> [Task to complete]
Only one stretch of the data below is wanted: the lines starting at the one with "Task: point at the white bird" and ending at the one with "Task: point at the spread", both included, given again exactly.

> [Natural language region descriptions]
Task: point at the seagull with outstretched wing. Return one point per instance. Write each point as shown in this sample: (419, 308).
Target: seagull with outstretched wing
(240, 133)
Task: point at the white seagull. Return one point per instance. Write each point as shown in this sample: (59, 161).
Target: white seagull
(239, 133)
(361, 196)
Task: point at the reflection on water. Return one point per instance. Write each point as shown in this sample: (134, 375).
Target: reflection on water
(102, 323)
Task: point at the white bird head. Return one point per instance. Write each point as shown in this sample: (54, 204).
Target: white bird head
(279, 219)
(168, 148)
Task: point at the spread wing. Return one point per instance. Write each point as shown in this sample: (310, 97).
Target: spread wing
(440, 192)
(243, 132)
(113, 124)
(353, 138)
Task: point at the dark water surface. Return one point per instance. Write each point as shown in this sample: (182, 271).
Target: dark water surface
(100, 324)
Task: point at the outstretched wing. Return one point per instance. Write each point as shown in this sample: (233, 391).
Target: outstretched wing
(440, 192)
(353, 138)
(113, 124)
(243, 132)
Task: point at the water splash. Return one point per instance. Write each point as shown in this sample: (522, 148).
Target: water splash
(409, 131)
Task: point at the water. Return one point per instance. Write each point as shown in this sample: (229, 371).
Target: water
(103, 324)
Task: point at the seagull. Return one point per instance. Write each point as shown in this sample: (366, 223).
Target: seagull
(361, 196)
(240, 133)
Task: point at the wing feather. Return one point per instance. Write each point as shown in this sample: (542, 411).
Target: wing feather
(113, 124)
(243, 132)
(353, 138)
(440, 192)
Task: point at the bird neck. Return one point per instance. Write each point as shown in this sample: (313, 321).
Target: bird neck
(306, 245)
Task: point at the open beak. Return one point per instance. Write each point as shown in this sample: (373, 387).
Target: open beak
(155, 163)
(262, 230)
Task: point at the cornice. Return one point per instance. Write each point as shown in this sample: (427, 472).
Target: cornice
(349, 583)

> [Task solution]
Task: point at the white bird head. Return one point per instance. Write each point as shown in this sample: (54, 204).
Target: white bird head
(279, 219)
(168, 148)
Task: point at the spread wing. Return one point per instance. Write each point as shown in this sample: (310, 97).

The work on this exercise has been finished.